### Task
Can you give the lines between the one holding "32, row 220." and the one holding "column 59, row 97", inclusive, as a numbered list with blank lines left out?
### Material for the task ###
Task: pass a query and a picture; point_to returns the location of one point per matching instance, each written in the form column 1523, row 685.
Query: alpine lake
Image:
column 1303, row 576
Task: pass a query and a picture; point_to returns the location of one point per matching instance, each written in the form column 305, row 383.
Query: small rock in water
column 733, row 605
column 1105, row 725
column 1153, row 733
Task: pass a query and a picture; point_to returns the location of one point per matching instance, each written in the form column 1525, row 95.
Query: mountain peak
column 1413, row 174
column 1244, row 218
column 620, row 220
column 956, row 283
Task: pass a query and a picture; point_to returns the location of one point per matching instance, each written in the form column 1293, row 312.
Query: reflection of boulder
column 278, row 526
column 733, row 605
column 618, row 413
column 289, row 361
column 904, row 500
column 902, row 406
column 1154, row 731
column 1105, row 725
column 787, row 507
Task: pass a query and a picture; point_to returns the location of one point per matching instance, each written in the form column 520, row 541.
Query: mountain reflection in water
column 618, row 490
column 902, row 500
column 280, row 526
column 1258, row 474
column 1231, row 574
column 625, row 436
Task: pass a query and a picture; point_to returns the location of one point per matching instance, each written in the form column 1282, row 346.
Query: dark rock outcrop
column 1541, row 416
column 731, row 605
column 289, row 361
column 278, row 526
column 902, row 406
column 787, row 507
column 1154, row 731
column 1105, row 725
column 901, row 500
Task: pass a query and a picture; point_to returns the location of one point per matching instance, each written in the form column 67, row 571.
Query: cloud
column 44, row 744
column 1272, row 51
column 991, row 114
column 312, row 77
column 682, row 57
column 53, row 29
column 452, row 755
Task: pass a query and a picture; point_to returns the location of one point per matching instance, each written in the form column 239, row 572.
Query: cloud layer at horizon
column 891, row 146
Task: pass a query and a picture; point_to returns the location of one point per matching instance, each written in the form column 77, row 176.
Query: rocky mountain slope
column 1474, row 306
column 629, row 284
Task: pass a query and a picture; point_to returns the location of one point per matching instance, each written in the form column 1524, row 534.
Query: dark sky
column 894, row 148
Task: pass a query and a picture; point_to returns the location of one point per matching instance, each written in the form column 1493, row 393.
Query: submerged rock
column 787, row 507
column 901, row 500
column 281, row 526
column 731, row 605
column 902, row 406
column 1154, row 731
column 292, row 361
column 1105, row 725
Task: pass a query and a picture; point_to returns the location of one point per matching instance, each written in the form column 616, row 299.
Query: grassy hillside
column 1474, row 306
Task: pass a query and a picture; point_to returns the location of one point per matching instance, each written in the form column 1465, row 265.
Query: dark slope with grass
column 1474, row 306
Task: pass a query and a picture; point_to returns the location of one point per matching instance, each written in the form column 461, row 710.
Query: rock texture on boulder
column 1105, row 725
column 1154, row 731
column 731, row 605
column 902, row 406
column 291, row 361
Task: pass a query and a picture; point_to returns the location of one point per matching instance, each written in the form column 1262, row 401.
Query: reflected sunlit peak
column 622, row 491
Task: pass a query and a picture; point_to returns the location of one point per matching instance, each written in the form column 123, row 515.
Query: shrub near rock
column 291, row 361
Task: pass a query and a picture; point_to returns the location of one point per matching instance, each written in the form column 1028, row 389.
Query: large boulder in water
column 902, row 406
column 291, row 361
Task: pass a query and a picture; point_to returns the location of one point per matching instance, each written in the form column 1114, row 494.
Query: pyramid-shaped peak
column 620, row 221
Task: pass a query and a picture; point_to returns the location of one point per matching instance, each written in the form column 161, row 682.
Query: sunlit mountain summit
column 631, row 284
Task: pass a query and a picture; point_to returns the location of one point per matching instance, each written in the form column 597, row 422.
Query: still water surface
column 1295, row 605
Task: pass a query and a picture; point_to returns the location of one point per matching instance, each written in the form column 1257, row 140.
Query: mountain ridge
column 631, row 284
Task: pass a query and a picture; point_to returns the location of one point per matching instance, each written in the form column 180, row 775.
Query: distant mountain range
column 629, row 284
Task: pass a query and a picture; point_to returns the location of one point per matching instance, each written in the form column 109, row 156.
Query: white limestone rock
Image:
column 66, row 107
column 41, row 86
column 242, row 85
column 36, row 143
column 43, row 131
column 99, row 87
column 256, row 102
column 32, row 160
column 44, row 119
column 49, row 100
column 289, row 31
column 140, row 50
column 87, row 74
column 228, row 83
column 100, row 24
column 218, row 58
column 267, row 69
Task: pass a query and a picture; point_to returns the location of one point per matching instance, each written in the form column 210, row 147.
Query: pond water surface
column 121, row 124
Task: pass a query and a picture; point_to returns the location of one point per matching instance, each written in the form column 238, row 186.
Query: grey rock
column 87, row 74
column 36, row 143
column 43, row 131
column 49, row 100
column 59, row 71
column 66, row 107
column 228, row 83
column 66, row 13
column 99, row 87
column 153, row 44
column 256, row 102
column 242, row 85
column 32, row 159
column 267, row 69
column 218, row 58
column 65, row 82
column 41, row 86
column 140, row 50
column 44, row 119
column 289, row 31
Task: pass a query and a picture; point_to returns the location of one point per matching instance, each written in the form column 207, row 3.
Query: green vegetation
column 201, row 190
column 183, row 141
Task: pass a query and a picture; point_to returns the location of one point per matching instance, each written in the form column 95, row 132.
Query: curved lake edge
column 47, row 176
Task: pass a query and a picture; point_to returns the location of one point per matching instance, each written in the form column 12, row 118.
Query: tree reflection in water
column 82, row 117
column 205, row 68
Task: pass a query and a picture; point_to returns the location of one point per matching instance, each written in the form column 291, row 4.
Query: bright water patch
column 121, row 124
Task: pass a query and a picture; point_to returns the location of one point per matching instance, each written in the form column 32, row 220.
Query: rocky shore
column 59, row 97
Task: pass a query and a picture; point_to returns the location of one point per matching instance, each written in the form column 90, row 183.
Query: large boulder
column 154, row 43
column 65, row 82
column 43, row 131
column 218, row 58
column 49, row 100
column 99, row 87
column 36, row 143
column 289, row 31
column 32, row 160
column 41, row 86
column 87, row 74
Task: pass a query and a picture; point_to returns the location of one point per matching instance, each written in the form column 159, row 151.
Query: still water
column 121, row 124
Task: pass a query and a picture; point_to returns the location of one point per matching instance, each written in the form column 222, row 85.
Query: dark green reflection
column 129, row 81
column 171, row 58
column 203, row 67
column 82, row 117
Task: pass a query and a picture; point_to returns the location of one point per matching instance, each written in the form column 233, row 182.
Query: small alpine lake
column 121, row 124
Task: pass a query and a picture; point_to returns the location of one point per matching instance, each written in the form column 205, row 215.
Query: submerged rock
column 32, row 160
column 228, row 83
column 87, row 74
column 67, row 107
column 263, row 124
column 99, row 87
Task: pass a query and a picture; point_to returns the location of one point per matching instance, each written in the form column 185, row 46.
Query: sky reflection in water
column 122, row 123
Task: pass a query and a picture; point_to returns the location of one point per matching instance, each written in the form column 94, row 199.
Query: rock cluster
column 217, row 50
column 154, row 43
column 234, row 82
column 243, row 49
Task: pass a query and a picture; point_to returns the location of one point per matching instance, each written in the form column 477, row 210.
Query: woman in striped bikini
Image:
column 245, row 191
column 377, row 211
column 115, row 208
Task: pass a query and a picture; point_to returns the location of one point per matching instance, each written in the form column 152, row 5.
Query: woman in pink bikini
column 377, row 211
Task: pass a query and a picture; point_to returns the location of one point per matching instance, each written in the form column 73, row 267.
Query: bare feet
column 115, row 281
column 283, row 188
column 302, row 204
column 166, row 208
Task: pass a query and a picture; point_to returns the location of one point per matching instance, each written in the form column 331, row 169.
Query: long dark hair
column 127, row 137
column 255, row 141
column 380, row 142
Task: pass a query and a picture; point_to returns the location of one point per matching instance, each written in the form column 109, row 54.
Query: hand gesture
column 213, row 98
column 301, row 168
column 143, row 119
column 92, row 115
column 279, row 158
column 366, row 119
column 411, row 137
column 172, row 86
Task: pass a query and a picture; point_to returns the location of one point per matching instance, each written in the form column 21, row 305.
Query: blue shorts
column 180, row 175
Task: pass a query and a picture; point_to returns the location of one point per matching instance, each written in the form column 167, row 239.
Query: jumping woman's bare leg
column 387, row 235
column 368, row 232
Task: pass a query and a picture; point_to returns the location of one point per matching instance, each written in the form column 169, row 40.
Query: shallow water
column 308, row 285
###
### Solution to this task
1. Task: pass a query and a picture; point_to returns the location of one point per matching instance, each written in the form column 32, row 220.
2. Query: rocky shore
3. column 59, row 97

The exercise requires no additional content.